##### ページ抜粋

現代のアステカ人たちが真のクリスチャンになる
「神殿は崩されて灰燼に帰し,偶像は破壊され,聖なる書物は焼き尽くされたが,古代の神々は今もなおインディオの心の中に生きている」。―「古代メキシコ文化」(スペイン語)。
アステカ人は,メキシコの先住民で,13世紀に移民の小部族から始まって,ペルーのインカ帝国と張り合うほどの帝国を築きました。アステカ帝国は,1521年,首都テノチティトランをコルテス率いるスペイン人に征服されて滅びましたが,アステカ人のナワトル語は死語になっていません。a 今でも,メキシコの少なくとも15の州で先住民約150万人がこの言語を用いています。それゆえに,研究者のヴァルター・クリッケベルクが上で述べているように,古代アステカ人の信条の一部も,今日まで残っています。では,古代のアステカ人はどんなことを信じていたのでしょうか。
広く知られた異様な習わし
アステカ人の慣習で最も広く知られているのは,人身供犠でしょう。その慣習は,太陽は人間の心臓と血を食べさせなければ死んでしまう,という信条に基づいていました。スペインの修道士ディエゴ・ドゥランによれば,1487年,テノチティトランの大ピラミッド神殿の献納式の時には,4日間に8万人余りが生贄にされました。

##########

» 課題:
1. 上のアステカ人についての文章をもとに、次の問いに答えてください。
(a) 首都テノチティトランがスペイン人に征服されたのは何年ですか。
(b) 現在ナワトル語を用いている先住民は約何人ですか。
(c) 1487年の大ピラミッド神殿の献納式では、4日間に何人余りが生贄にされましたか。
2. 上のアステカ人についての文章から、「現代のアステカ人たちが真のクリスチャンになる」から「万人余りが生贄にされました。」までの部分を一字一句変えずに抜き出してください。

##### 提供された情報

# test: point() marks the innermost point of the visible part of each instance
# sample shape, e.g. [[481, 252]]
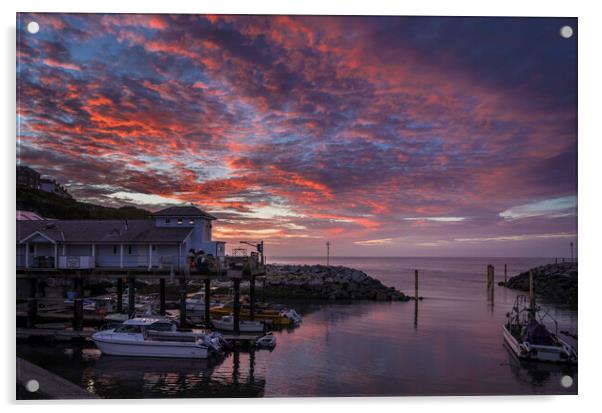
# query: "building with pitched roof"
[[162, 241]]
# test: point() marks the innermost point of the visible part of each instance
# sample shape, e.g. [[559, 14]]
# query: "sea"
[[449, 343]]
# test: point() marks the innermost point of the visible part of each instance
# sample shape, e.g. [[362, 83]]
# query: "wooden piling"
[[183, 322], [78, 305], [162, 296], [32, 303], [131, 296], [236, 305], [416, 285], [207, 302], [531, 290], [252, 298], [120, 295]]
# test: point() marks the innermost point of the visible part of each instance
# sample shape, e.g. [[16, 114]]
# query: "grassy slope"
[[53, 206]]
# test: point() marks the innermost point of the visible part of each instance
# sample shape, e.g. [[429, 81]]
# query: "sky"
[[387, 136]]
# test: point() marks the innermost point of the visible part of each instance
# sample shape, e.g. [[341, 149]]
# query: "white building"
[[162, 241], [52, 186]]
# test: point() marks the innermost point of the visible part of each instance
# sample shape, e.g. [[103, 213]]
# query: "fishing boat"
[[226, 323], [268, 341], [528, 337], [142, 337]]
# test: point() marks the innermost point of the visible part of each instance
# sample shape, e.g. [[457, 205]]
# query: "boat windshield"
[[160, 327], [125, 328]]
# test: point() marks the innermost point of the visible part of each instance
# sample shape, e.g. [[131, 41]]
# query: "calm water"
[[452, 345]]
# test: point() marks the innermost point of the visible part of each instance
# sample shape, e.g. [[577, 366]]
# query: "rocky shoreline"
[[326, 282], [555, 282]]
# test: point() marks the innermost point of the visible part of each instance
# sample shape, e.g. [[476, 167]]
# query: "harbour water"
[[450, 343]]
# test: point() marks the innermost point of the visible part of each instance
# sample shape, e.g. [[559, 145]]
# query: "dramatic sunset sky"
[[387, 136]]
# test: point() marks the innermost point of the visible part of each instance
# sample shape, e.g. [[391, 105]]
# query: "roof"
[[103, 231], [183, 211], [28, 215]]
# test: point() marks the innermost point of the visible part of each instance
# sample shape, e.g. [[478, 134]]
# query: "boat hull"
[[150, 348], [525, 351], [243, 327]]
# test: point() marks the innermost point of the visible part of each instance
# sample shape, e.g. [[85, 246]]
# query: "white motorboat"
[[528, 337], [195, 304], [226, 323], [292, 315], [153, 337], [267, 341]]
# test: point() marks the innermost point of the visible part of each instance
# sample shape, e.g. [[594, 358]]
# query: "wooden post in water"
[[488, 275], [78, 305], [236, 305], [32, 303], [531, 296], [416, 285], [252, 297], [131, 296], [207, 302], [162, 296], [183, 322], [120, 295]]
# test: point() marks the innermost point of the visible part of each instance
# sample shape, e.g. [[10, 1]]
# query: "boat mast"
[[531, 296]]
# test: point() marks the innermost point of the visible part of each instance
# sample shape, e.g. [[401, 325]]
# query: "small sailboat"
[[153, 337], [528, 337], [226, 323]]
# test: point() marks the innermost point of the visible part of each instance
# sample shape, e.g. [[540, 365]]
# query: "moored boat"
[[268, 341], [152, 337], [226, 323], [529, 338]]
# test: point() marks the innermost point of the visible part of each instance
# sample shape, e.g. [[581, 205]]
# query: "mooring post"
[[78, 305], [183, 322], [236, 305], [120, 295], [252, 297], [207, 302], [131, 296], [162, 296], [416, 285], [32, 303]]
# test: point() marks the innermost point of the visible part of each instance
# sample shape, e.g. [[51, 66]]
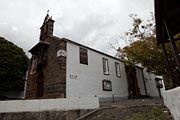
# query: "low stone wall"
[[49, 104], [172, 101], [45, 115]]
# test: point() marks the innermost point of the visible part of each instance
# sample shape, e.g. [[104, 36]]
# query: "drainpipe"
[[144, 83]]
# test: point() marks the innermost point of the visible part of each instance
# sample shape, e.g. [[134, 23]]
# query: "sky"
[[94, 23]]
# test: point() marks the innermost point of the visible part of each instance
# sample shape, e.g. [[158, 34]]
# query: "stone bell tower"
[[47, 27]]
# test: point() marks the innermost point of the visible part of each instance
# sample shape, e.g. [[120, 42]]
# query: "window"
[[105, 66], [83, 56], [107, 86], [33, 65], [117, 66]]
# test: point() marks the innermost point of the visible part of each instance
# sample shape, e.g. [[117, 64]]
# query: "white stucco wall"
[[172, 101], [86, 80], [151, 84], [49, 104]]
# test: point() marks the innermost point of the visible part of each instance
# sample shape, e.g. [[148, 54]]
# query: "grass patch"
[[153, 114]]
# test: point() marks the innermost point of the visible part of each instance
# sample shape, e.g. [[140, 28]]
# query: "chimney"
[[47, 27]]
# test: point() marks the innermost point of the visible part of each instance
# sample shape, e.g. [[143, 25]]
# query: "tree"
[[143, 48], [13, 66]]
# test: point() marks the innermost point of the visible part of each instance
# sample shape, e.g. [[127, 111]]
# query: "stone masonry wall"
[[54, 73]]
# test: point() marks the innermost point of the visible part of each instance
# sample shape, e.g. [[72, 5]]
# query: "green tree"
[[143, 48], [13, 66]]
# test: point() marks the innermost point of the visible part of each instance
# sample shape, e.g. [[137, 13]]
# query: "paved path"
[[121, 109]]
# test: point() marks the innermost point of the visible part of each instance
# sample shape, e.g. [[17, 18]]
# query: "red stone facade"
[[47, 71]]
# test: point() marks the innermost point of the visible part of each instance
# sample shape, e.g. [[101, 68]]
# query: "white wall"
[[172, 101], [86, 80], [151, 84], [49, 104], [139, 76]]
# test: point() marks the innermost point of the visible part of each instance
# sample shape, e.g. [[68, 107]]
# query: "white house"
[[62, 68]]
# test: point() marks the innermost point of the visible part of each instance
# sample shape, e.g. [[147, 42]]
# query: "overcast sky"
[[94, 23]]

##########

» 課題別の解答:
1.
(a) 1521年
(b) 約150万人
(c) 8万人余り

2.
現代のアステカ人たちが真のクリスチャンになる
「神殿は崩されて灰燼に帰し,偶像は破壊され,聖なる書物は焼き尽くされたが,古代の神々は今もなおインディオの心の中に生きている」。―「古代メキシコ文化」(スペイン語)。
アステカ人は,メキシコの先住民で,13世紀に移民の小部族から始まって,ペルーのインカ帝国と張り合うほどの帝国を築きました。アステカ帝国は,1521年,首都テノチティトランをコルテス率いるスペイン人に征服されて滅びましたが,アステカ人のナワトル語は死語になっていません。a 今でも,メキシコの少なくとも15の州で先住民約150万人がこの言語を用いています。それゆえに,研究者のヴァルター・クリッケベルクが上で述べているように,古代アステカ人の信条の一部も,今日まで残っています。では,古代のアステカ人はどんなことを信じていたのでしょうか。
広く知られた異様な習わし
アステカ人の慣習で最も広く知られているのは,人身供犠でしょう。その慣習は,太陽は人間の心臓と血を食べさせなければ死んでしまう,という信条に基づいていました。スペインの修道士ディエゴ・ドゥランによれば,1487年,テノチティトランの大ピラミッド神殿の献納式の時には,4日間に8万人余りが生贄にされました。